* **EXERCISE REQUIREMENTS**
With both ends included, repeat exactly the lines of the entries below from the one containing "Mark the innermost point of each instance of the bay" down to the one containing "Mark the innermost point of each instance of the horse's leather", and no others.

--- DATA SECTION ---

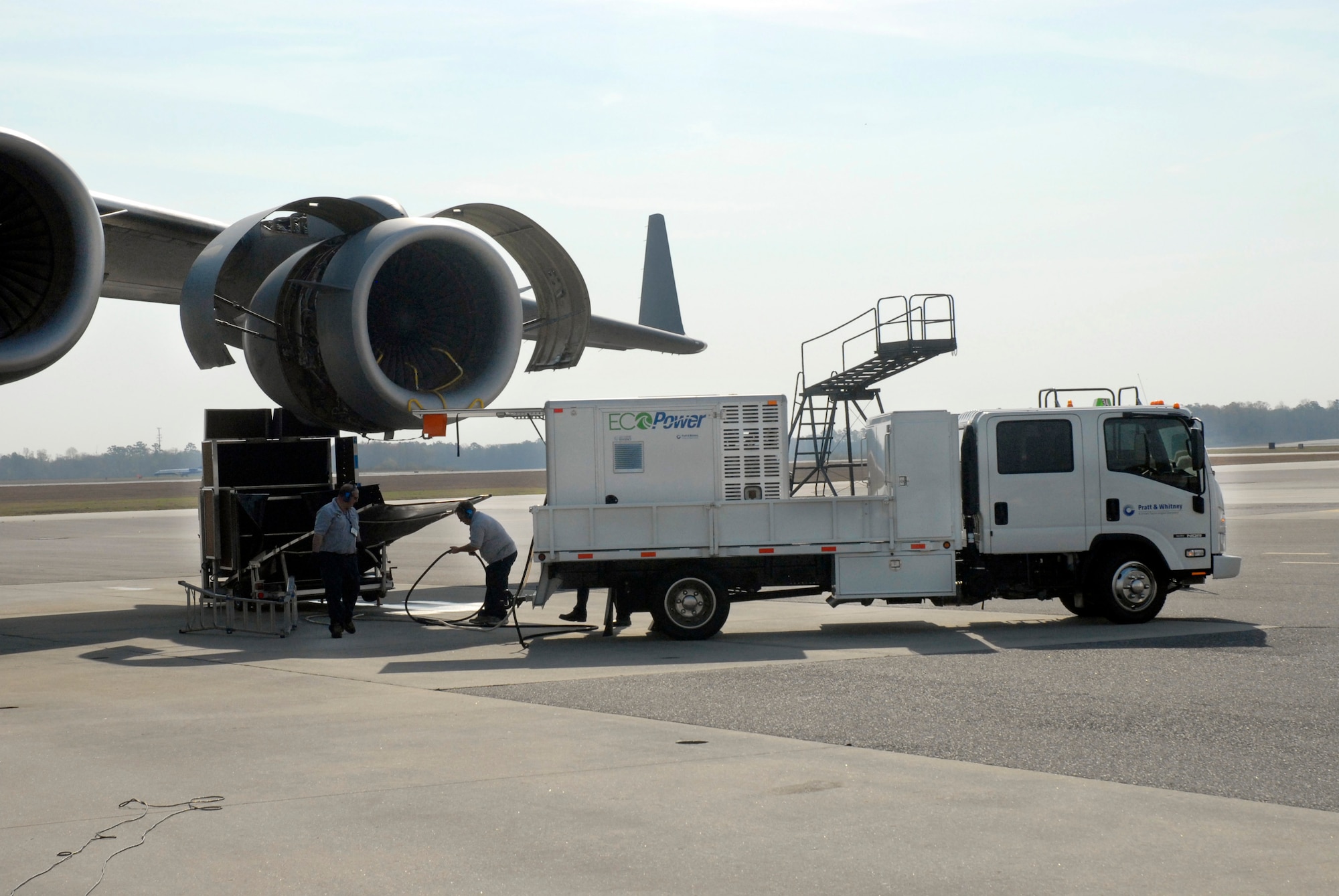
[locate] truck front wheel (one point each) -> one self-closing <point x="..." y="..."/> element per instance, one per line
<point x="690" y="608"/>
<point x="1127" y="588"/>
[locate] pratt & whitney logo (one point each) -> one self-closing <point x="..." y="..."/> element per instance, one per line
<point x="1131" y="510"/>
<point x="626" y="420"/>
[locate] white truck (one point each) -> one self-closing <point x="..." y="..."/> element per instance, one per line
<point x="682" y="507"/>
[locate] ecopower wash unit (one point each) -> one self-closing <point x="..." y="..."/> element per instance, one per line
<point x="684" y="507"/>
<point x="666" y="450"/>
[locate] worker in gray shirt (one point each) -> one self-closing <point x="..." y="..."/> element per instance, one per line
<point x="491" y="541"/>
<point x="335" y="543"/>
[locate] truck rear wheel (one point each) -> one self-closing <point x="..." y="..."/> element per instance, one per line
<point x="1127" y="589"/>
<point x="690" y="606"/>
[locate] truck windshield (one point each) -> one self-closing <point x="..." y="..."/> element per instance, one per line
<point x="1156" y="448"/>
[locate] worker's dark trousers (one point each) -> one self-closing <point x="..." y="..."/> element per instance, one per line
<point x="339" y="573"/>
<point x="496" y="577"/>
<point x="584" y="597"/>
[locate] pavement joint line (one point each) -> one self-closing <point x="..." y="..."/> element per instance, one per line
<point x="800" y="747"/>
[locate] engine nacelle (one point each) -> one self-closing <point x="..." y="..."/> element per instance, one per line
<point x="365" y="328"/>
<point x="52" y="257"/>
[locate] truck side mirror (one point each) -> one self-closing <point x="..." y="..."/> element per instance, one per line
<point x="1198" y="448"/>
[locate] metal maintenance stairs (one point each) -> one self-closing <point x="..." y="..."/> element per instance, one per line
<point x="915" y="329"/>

---
--- DATA SECTION ---

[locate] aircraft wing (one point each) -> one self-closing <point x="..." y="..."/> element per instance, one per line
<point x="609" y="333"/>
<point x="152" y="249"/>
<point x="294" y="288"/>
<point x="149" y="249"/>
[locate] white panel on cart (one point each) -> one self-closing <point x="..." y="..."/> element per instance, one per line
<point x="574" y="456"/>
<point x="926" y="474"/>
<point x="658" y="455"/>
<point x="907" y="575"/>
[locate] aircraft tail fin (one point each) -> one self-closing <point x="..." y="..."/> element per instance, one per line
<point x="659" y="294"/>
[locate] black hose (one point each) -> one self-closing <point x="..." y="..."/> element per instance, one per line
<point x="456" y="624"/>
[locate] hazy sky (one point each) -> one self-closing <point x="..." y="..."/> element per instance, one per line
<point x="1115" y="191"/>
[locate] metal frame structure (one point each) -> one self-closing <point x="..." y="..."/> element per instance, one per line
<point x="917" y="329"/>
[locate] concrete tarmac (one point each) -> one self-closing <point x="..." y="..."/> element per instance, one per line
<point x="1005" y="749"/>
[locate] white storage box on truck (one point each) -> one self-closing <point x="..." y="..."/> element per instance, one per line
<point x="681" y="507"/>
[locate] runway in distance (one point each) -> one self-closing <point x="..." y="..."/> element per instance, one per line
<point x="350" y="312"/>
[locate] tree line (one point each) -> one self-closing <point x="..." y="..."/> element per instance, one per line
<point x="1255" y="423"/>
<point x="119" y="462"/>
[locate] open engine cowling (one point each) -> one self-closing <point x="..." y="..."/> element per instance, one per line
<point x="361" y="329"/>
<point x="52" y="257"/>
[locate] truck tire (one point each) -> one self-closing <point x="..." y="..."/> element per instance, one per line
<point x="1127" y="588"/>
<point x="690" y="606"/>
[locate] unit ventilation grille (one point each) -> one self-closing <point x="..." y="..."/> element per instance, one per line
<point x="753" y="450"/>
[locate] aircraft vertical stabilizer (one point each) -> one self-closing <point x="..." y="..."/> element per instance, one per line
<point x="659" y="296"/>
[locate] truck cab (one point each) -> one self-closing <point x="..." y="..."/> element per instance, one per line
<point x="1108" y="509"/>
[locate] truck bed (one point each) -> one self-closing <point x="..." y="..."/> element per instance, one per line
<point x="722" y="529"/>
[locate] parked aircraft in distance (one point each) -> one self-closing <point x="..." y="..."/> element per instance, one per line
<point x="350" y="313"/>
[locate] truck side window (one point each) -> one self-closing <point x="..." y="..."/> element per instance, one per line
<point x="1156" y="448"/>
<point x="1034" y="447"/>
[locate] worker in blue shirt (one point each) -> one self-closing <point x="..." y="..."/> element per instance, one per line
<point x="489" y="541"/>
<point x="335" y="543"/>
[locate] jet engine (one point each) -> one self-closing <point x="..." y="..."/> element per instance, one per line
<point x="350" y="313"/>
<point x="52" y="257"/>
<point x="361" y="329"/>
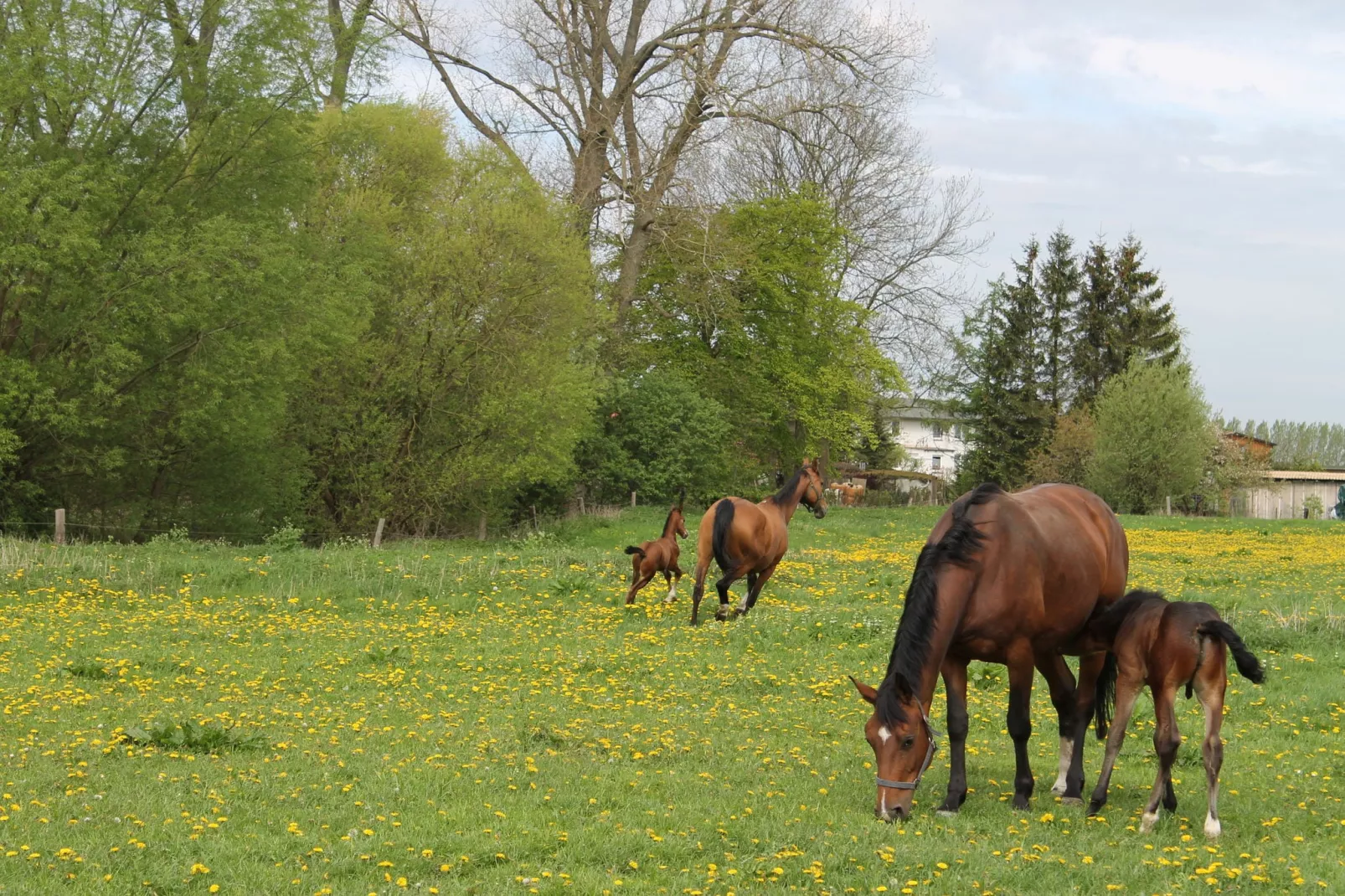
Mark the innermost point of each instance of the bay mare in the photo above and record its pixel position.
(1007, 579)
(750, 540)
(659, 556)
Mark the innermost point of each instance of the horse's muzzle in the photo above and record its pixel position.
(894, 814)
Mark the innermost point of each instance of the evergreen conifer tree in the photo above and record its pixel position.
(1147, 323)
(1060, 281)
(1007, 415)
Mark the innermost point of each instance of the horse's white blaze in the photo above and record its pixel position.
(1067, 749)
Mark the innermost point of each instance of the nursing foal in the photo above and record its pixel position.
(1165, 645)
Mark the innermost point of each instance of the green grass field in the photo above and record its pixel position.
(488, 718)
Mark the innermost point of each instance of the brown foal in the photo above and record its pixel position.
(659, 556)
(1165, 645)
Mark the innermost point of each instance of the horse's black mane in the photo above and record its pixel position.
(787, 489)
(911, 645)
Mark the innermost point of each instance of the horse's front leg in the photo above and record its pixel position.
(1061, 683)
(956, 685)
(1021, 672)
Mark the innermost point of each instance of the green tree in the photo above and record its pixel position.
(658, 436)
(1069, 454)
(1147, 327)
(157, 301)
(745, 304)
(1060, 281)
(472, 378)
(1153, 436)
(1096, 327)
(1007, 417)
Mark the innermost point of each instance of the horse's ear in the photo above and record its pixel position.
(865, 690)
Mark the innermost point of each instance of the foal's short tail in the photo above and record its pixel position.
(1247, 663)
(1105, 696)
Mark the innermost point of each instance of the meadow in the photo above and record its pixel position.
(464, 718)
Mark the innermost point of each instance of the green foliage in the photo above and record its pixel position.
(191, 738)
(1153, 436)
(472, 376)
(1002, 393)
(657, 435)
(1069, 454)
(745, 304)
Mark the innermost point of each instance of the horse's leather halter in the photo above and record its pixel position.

---

* **WRITTEN ANSWER**
Mark the innermost point of each instance of the bay mare in the photo above and record its pixel position.
(1007, 579)
(750, 540)
(659, 556)
Mark the innermost point of each instance of the horse's muzzle in the photo above and record its pixel position.
(894, 814)
Mark the innermost point of each instance of the evergreen conifer tree in the photo above and record its pixel position.
(1147, 323)
(1060, 281)
(1007, 415)
Mark the innermost point of each instance of the horse's white blaze in the photo above and record its pixel position.
(1067, 749)
Mark the innermost point of each instance of the nursing foal in the photo above and record its pixel position.
(1165, 645)
Mark the innermost point of each instance of the green grass field in the photo above and record its pixel position.
(488, 718)
Mark the innermost point of each instance of the brown foal in the photo above and record its pixel position.
(659, 556)
(1165, 645)
Mark the innermost point of each instance of the horse's black mane in the photo above and record its pixel position.
(787, 489)
(911, 645)
Mark the innermost point of each instance of the horse's front leg in the photo above and record its pixel position.
(1061, 683)
(956, 685)
(1021, 672)
Mark the innermost point of each instance of the green tree in the photo above and record its pixel position.
(658, 436)
(1069, 454)
(1147, 327)
(157, 301)
(745, 304)
(1060, 281)
(472, 378)
(1153, 436)
(1096, 327)
(1007, 417)
Mark the innermost point of each instance of the horse's ear in the photo above and record its pixel position.
(865, 690)
Mark the innermost point of each instance of the foal's short tail in the photo above and record its pixel position.
(1247, 663)
(1105, 696)
Mark the innermost point of each instance of the meadow in the photo above and record its pixel position.
(464, 718)
Mark the innermost point of each instance of the green foliage in the photo above and record its pixel position.
(191, 738)
(1153, 436)
(472, 376)
(1002, 393)
(657, 435)
(1069, 454)
(745, 304)
Mark the innermost point of each instance of the horse's leather halter in the photo above and record its pixel position.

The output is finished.